• [Study text]:
-- Opening Marker --
On munching onions and climate science

Our former Prime Minister is or has been over in London addressing an unscientific think tank called the Global Warming Policy Foundation . You may read everything he had to say here. This bit hasn’t been highlighted in the media:

Just a few years ago, history was supposed to have ended in the triumph of the Western liberal order. Yet far from becoming universal, Western values are less and less accepted even in the West itself. We still more or less accept that every human being is born with innate dignity; with rights, certainly, but we’re less sure about the corresponding duties.

We still accept the golden rule of human conduct: to treat others as we would have them treat us – or to use the Gospel formula to “love your neighbour as you love yourself” – but we’re running on empty.

In Britain and Australia, scarcely 50 per cent describe themselves as Christian, down from 90 per cent a generation back. For decades, we’ve been losing our religious faith but we’re fast losing our religious knowledge too. We’re less a post-Christian society than a non-Christian, or even an anti- Christian one. It hasn’t left us less susceptible to dogma, though, because we still need things to believe in and causes to fight for; it’s just that believers can now be found for almost anything and everything.

Climate change is by no means the sole or even the most significant symptom of the changing interests and values of the West. Still, only societies with high levels of cultural amnesia – that have forgotten the scriptures about man created “in the image and likeness of God” and charged with “subduing the earth and all its creatures” – could have made such a religion out of it.

Um, there is of course Pope Francis, whose views rather contrast with the onion-muncher:

Pope Francis’s encyclical on ecology, Laudato Si, says that climate change is real and mainly “a result of human activity.”
-- Closing Marker --
• [Source information]:
-- Opening Marker --
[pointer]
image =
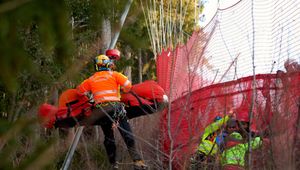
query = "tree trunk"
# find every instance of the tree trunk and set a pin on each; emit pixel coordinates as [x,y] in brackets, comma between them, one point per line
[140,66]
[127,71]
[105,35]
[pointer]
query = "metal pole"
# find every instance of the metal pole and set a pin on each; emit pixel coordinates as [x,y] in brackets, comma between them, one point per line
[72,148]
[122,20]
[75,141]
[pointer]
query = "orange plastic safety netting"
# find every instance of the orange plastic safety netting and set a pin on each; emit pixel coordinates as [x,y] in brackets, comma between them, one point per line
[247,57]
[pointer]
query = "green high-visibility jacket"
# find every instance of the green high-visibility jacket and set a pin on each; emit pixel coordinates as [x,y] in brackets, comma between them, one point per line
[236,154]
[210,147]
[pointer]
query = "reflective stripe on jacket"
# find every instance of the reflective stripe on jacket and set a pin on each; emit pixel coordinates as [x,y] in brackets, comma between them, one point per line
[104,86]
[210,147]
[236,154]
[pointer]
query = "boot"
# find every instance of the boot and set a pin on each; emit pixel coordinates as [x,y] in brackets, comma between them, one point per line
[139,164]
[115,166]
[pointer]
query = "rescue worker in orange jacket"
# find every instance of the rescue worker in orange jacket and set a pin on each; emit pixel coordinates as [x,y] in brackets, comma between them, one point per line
-- Closing Marker --
-- Opening Marker --
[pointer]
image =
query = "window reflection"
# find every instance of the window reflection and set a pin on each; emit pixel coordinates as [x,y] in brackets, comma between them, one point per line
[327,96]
-- Closing Marker --
-- Opening Marker --
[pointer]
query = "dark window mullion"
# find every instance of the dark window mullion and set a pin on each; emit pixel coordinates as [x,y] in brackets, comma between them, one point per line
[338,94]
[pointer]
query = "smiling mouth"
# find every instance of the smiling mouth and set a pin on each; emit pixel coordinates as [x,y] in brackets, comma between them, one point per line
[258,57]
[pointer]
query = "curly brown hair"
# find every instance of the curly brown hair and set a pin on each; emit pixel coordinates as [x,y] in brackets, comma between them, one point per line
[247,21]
-- Closing Marker --
• [Prompt 1]: In the post on munching onions, what share of people in Britain and Australia call themselves Christian?
• [Prompt 2]: Duplicate everything in the post on munching onions from "Our former Prime" down to "running on empty.".
The records are a separate set of material, apart from the text.

• [Expected answer 1]: Scarcely 50 per cent, down from 90 per cent a generation back.

• [Expected answer 2]:
Our former Prime Minister is or has been over in London addressing an unscientific think tank called the Global Warming Policy Foundation . You may read everything he had to say here. This bit hasn’t been highlighted in the media:

Just a few years ago, history was supposed to have ended in the triumph of the Western liberal order. Yet far from becoming universal, Western values are less and less accepted even in the West itself. We still more or less accept that every human being is born with innate dignity; with rights, certainly, but we’re less sure about the corresponding duties.

We still accept the golden rule of human conduct: to treat others as we would have them treat us – or to use the Gospel formula to “love your neighbour as you love yourself” – but we’re running on empty.